Instruction → Copy every row below word for word.

■ ■ ■ ■

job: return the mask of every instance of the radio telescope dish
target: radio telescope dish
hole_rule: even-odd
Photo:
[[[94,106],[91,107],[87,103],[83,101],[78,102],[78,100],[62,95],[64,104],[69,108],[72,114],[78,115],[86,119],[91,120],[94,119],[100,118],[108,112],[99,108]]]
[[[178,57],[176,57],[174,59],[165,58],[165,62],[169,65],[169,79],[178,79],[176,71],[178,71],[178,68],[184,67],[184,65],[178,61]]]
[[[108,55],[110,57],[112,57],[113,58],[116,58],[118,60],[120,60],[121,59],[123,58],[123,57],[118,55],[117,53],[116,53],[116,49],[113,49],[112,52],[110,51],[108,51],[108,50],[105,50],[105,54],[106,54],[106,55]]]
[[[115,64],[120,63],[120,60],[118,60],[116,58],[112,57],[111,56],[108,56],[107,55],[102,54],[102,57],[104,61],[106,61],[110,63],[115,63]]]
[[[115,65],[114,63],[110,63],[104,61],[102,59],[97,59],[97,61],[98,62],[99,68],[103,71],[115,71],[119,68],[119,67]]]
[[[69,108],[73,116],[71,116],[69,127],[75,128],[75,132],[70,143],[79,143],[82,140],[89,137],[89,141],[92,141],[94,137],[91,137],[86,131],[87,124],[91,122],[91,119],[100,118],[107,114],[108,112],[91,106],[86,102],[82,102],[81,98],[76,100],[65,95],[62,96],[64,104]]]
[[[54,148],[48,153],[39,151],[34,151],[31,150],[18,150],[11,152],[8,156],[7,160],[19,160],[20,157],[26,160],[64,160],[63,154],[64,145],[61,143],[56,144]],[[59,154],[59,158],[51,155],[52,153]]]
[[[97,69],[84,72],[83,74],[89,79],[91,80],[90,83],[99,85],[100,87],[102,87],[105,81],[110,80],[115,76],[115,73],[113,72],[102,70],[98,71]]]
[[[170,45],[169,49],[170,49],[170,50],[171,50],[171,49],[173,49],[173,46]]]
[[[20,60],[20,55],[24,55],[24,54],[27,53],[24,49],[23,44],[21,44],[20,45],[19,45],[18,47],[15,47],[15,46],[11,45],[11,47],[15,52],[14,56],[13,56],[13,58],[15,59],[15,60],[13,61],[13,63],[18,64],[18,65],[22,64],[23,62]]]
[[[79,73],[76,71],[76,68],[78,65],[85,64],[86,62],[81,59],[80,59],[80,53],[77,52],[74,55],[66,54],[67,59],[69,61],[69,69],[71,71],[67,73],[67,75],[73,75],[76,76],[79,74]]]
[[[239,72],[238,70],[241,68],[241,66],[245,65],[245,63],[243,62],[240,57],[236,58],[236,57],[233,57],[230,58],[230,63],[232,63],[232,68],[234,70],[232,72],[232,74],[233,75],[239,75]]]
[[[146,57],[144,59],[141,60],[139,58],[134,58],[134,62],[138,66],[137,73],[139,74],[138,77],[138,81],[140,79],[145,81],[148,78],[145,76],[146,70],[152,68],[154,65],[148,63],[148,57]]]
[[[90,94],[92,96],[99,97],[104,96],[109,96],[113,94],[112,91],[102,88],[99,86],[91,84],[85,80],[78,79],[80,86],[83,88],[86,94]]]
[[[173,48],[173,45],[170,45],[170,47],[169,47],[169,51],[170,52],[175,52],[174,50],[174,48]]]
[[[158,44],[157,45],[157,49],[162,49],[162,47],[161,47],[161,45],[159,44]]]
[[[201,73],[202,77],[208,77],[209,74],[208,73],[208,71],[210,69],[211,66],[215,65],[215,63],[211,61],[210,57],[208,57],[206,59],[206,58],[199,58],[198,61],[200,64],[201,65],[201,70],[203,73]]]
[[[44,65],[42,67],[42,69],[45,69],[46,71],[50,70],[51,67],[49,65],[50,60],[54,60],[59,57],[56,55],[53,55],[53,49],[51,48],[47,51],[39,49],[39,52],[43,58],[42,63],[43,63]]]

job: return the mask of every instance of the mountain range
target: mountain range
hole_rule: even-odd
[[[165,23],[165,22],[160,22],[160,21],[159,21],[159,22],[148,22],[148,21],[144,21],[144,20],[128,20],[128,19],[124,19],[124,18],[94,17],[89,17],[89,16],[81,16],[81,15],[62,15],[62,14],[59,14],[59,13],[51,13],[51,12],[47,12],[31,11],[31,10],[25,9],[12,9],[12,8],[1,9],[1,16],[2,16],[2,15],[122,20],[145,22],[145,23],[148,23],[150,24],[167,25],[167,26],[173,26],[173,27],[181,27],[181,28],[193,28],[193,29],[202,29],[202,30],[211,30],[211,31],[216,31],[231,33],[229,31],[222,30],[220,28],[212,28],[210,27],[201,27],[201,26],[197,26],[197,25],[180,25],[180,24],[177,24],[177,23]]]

■ ■ ■ ■

Task output →
job: return the mask of every instance of the radio telescope dish
target: radio telescope dish
hole_rule: even-odd
Photo:
[[[94,106],[91,107],[87,103],[83,101],[78,102],[78,100],[62,95],[64,104],[69,108],[72,114],[78,115],[86,119],[91,120],[94,119],[100,118],[108,112],[99,108]]]
[[[178,57],[176,57],[174,59],[165,58],[165,62],[169,65],[169,79],[178,79],[176,71],[178,71],[178,68],[184,67],[184,65],[178,61]]]
[[[108,55],[110,57],[112,57],[113,58],[116,58],[118,60],[120,60],[121,59],[123,58],[123,57],[118,55],[117,53],[116,53],[116,49],[113,49],[112,52],[110,51],[108,51],[108,50],[105,50],[105,54],[106,54],[106,55]]]
[[[115,64],[120,63],[120,60],[118,60],[116,58],[112,57],[111,56],[108,56],[107,55],[102,54],[102,57],[104,61],[106,61],[110,63],[115,63]]]
[[[115,65],[114,63],[110,63],[104,61],[102,59],[97,59],[97,61],[98,62],[99,68],[103,71],[115,71],[119,68],[119,67]]]
[[[69,108],[73,116],[71,116],[69,127],[75,128],[75,132],[70,143],[79,143],[82,140],[89,137],[89,141],[92,141],[94,137],[91,137],[86,131],[87,124],[91,122],[91,119],[100,118],[107,114],[108,112],[91,106],[86,102],[82,102],[81,98],[76,100],[65,95],[62,96],[64,104]]]
[[[54,148],[48,153],[39,151],[34,151],[31,150],[18,150],[11,152],[8,156],[7,160],[19,160],[20,157],[26,160],[64,160],[63,154],[64,145],[61,143],[56,144]],[[59,154],[59,158],[51,155],[52,153]]]
[[[97,69],[84,72],[83,74],[89,79],[91,80],[90,83],[99,85],[100,87],[102,87],[105,81],[110,80],[115,76],[115,73],[113,72],[102,70],[98,71]]]
[[[170,45],[169,49],[170,49],[170,50],[171,50],[171,49],[173,49],[173,46]]]
[[[20,60],[20,55],[24,55],[24,54],[27,53],[24,49],[23,44],[21,44],[20,45],[19,45],[18,47],[15,47],[15,46],[11,45],[11,47],[15,52],[14,56],[13,56],[13,58],[15,59],[15,60],[13,61],[13,63],[18,64],[18,65],[22,64],[23,62]]]
[[[79,73],[76,71],[76,68],[78,65],[85,64],[86,62],[81,59],[80,59],[80,53],[77,52],[74,55],[66,54],[67,59],[69,61],[69,69],[71,71],[67,73],[67,75],[73,75],[76,76],[79,74]]]
[[[239,72],[238,70],[241,68],[241,66],[245,65],[245,63],[243,62],[240,57],[236,58],[236,57],[233,57],[230,58],[230,63],[232,63],[232,68],[234,70],[232,72],[232,74],[233,75],[239,75]]]
[[[146,57],[144,59],[141,60],[139,58],[134,58],[134,62],[138,66],[137,73],[139,74],[138,77],[138,81],[140,79],[145,81],[148,78],[145,76],[146,70],[152,68],[154,65],[148,63],[148,57]]]
[[[90,94],[92,96],[99,97],[104,96],[109,96],[113,94],[112,91],[102,88],[99,86],[91,84],[85,80],[78,79],[80,86],[83,88],[86,94]]]
[[[173,48],[173,45],[170,45],[170,47],[169,47],[169,51],[170,52],[175,52],[174,50],[174,48]]]
[[[158,44],[157,45],[157,49],[162,49],[162,47],[161,47],[161,45],[159,44]]]
[[[201,73],[202,77],[208,77],[209,74],[208,73],[208,71],[210,69],[211,66],[215,65],[215,63],[211,61],[210,57],[208,57],[206,59],[206,58],[199,58],[198,61],[200,64],[201,65],[201,70],[203,73]]]
[[[44,65],[42,67],[42,69],[45,69],[46,71],[50,70],[51,67],[49,65],[50,60],[54,60],[59,57],[56,55],[53,55],[53,49],[51,48],[47,51],[39,49],[39,52],[43,58],[42,63],[43,63]]]

job: return the mask of every instance of the mountain range
target: mountain range
hole_rule: even-odd
[[[165,23],[165,22],[160,22],[160,21],[159,21],[159,22],[148,22],[148,21],[144,21],[144,20],[128,20],[128,19],[124,19],[124,18],[94,17],[89,17],[89,16],[81,16],[81,15],[62,15],[62,14],[59,14],[59,13],[51,13],[51,12],[47,12],[31,11],[31,10],[25,9],[12,9],[12,8],[1,9],[1,16],[2,16],[2,15],[122,20],[145,22],[145,23],[148,23],[150,24],[167,25],[167,26],[173,26],[173,27],[181,27],[181,28],[193,28],[193,29],[202,29],[202,30],[211,30],[211,31],[216,31],[231,33],[229,31],[222,30],[220,28],[212,28],[210,27],[201,27],[201,26],[197,26],[197,25],[180,25],[180,24],[177,24],[177,23]]]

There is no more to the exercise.